Source records ::

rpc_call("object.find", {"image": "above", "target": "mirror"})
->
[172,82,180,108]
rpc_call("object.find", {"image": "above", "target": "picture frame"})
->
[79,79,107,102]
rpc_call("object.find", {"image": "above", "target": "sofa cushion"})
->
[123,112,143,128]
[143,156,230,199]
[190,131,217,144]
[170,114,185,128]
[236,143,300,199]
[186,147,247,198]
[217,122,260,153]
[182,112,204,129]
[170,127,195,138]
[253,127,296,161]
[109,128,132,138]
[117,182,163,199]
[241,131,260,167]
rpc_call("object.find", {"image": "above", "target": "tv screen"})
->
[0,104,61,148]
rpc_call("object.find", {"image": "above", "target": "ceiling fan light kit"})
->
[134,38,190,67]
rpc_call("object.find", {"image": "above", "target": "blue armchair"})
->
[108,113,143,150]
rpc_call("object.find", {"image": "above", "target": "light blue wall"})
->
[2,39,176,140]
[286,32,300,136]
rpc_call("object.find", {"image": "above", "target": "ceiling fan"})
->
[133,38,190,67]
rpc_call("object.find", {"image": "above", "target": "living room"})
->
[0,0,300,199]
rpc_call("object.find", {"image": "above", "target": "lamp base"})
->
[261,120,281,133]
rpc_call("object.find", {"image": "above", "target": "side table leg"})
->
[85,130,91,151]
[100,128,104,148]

...

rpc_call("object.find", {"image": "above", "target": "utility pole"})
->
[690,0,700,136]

Exercise instructions :: Extract every line of the data that contains the string "above". The match is case-sensitive.

Task response ::
rpc_call("object.find", {"image": "above", "target": "mirror"})
rpc_call("object.find", {"image": "above", "target": "picture frame"})
rpc_call("object.find", {"image": "above", "target": "sofa cushion"})
rpc_call("object.find", {"image": "above", "target": "tv screen"})
rpc_call("object.find", {"image": "above", "target": "ceiling fan light kit"})
rpc_call("object.find", {"image": "above", "target": "blue armchair"})
rpc_call("object.find", {"image": "above", "target": "light blue wall"})
rpc_call("object.find", {"image": "above", "target": "ceiling fan"})
rpc_call("object.find", {"image": "above", "target": "living room"})
rpc_call("object.find", {"image": "above", "target": "lamp base"})
rpc_call("object.find", {"image": "above", "target": "side table leg"})
rpc_call("object.find", {"image": "above", "target": "utility pole"})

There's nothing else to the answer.